§ **Do this**: Repeat each entry as written and leave the images out of the copy.
— begin Task inputs —
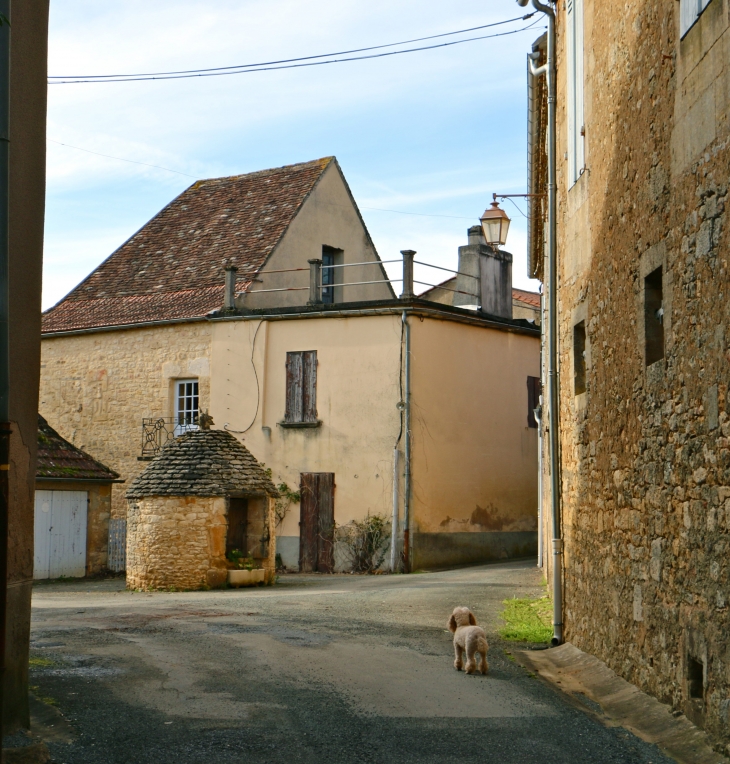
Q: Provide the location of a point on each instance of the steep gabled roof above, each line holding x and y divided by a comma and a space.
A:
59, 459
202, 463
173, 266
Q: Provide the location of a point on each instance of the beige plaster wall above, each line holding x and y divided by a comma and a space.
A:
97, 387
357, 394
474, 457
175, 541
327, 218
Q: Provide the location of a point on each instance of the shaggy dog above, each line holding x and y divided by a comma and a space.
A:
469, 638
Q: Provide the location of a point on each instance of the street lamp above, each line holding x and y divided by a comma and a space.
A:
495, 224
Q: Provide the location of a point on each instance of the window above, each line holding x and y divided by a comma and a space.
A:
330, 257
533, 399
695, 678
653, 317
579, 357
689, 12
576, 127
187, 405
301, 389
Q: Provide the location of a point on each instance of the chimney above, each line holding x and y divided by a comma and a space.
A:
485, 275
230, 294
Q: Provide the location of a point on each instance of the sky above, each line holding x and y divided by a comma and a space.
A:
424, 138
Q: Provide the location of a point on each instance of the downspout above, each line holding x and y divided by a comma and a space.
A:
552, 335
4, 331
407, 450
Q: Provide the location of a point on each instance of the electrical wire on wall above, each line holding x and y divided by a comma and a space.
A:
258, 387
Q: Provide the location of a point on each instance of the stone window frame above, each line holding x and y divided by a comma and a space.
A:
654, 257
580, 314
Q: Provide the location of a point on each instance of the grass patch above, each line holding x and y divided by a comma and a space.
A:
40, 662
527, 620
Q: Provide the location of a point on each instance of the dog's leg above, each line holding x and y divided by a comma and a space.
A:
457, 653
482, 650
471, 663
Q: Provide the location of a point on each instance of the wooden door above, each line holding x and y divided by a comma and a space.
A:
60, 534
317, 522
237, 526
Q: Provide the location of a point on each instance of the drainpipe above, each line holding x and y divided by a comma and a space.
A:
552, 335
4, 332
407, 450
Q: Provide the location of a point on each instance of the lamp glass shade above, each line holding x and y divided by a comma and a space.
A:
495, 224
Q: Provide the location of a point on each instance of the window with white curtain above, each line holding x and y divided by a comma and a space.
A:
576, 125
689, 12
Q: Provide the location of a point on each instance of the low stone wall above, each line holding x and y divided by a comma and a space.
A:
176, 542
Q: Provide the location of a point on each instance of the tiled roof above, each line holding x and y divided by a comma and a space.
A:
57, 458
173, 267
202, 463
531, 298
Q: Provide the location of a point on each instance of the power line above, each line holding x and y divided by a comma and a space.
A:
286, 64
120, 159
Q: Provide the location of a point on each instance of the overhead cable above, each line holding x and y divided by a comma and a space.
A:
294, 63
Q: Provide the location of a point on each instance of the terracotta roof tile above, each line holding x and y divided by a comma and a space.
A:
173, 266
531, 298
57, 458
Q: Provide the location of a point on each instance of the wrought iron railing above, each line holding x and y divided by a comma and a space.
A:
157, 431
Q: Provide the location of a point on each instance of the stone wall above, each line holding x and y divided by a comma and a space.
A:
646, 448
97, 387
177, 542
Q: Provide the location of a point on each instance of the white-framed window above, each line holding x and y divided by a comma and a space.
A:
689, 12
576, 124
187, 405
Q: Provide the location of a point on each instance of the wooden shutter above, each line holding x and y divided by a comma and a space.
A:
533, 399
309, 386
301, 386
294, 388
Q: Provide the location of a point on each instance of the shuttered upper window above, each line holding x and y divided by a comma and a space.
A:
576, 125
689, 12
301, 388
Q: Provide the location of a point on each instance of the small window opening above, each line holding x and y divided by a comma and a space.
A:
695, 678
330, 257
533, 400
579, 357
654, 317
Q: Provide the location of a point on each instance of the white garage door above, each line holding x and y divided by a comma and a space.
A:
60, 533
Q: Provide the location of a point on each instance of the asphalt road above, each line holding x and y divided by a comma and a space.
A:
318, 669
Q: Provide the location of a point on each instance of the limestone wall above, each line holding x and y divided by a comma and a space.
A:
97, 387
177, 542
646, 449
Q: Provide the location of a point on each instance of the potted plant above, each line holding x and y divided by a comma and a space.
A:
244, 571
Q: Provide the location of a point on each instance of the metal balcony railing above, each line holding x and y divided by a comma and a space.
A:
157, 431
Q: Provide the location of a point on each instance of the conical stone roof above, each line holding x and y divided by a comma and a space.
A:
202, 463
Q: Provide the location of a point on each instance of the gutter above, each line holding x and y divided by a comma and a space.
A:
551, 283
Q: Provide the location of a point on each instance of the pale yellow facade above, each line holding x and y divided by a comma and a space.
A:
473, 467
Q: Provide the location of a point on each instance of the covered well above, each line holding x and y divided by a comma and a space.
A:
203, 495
— end Task inputs —
§ **Solution to the exercise**:
Q: Provide the location of a point on each instance of the steep gabled roof above, each line holding x and y divided by a comma and a space.
A:
59, 459
202, 463
173, 266
Q: Provide the location of a point on each instance of the beige plaster wall above, each line holding x and y divided by a comma and a space.
A:
97, 387
357, 394
474, 457
175, 541
327, 218
Q: Provide the location of a point on each instance of the shaggy dog above, each line holding x and y divided by a comma and a space.
A:
469, 638
Q: Provide the location of a point on each instance of the street lamp above, each line holding x and y divided by a comma and a space.
A:
495, 224
Q: Provide the location of a point on each instance of the window above, each line holding x and y divided by a comma and a space.
A:
330, 257
533, 399
695, 678
653, 317
579, 357
689, 12
576, 127
187, 405
301, 389
Q: Provide the location of a point on each instance of the chimney above, each line holding x and y divided by a comma and a space.
A:
485, 275
230, 294
Q: Provide the location of a point on each instance of the sky above, each line holding x and y divided by a comma and a space.
A:
424, 138
Q: Provide the location of a point on each instance of the downspout above, each line holding x and y divided by a comma and a space.
A:
552, 335
4, 331
407, 450
Q: Provide the location of a point on each instance of the electrical wire on wall above, each line holding x and y divided by a comma and a space.
A:
258, 387
Q: Provide the location of a point on each instance of the stone window frame above, each line holding x and y divided by a comma and a space.
A:
654, 257
580, 314
Q: Provide the location of a point on each instance of the grass patch above, each line holding x and y divided by a comma and a space.
A:
40, 662
527, 620
Q: Provide the location of a point on each instance of the dog's leg above, each line holding x and y divided by a comma and a space.
A:
457, 653
482, 650
471, 663
Q: Provide the location of a point on each instance of the wooden door above, each line holding x and y divided by a comma and a space.
A:
60, 534
317, 522
237, 526
Q: Provide the location of a point on each instance of the drainpipe above, each line holding x and y divided by a comma and a space.
A:
552, 335
4, 332
407, 450
Q: Provide the location of a point on each instance of the lamp glass shade above, each line holding x and y divided by a comma and a space.
A:
495, 224
Q: Provide the location of a point on each instance of the window with white curtain above, each line holding x and y divided by a comma and a space.
A:
576, 125
689, 12
Q: Provide the location of a point on each instance of the low stone wall above, each line holding x and y divided by a comma and a space.
A:
176, 542
Q: Provide the location of a point on each instance of the tiled roof above, each line holding x and y divided by a comma and a space.
A:
57, 458
173, 267
202, 463
531, 298
Q: Provide the location of a point on each instance of the power line above, each line holding x and y divided by a comma and a space.
A:
286, 64
120, 159
Q: Provide the location of a point on each instance of the overhead cable above, each line holding x and y divided by a comma and a space.
A:
294, 63
Q: Provide the location of a point on each instance of the terracotta roof tile above, each line holding x and y divided by a comma and a space.
A:
173, 266
531, 298
57, 458
Q: Provide the location of a point on each instance of the wrought iron railing above, each line holding x and y divided by a comma and a space.
A:
157, 431
Q: Provide the location of a point on each instance of the stone wall above, each line holding x and y divided by a comma and a space.
A:
646, 448
97, 387
177, 542
Q: Provide the location of a point on each instance of the white-framed window above, each line holding x and y divided by a comma and a space.
A:
689, 12
576, 124
187, 405
Q: Provide the location of a point on each instance of the wooden shutter above, each line holding x and y divided by a comma and a space.
A:
533, 399
309, 386
301, 386
294, 388
Q: Provide the location of a point on each instance of the shuttered upper window above, each line holding x and y divided by a comma and a space.
A:
576, 125
689, 12
301, 388
Q: Provide the location of a point on each instance of the small window opening above, each line holding x and y divided by a comma and a space.
A:
695, 678
330, 257
533, 400
579, 357
654, 317
Q: Provide the location of a point on each instance of the white garage door above, each line holding x and y divided by a comma and a space.
A:
60, 533
Q: Provide the location of a point on each instance of the asphalt road above, each line holding x and y divided by a comma and a space.
A:
318, 669
Q: Provide the location of a point on each instance of the limestone wall above, each line holding x and y divided by a comma and a space.
A:
97, 387
177, 542
646, 449
Q: Provide the location of a point on each instance of the potted plant above, each line holding x and y divided by a comma and a space.
A:
244, 571
Q: Provide the location of a point on each instance of the metal balcony railing above, each line holding x and y divided by a comma and a space.
A:
157, 431
Q: Provide the location of a point on each instance of the conical stone roof above, each line holding x and y divided by a comma and a space.
A:
202, 463
Q: Provide the location of a point on each instance of the gutter above, each line holding x and y divided by a comma and a space.
A:
551, 283
Q: Provide the location of a point on each instance of the pale yellow facade above, each line holding x and y divided by a comma and a space.
A:
473, 467
Q: Provide the location of a point on each instance of the covered well above, each line holding x and y divided by a comma and a space.
A:
203, 495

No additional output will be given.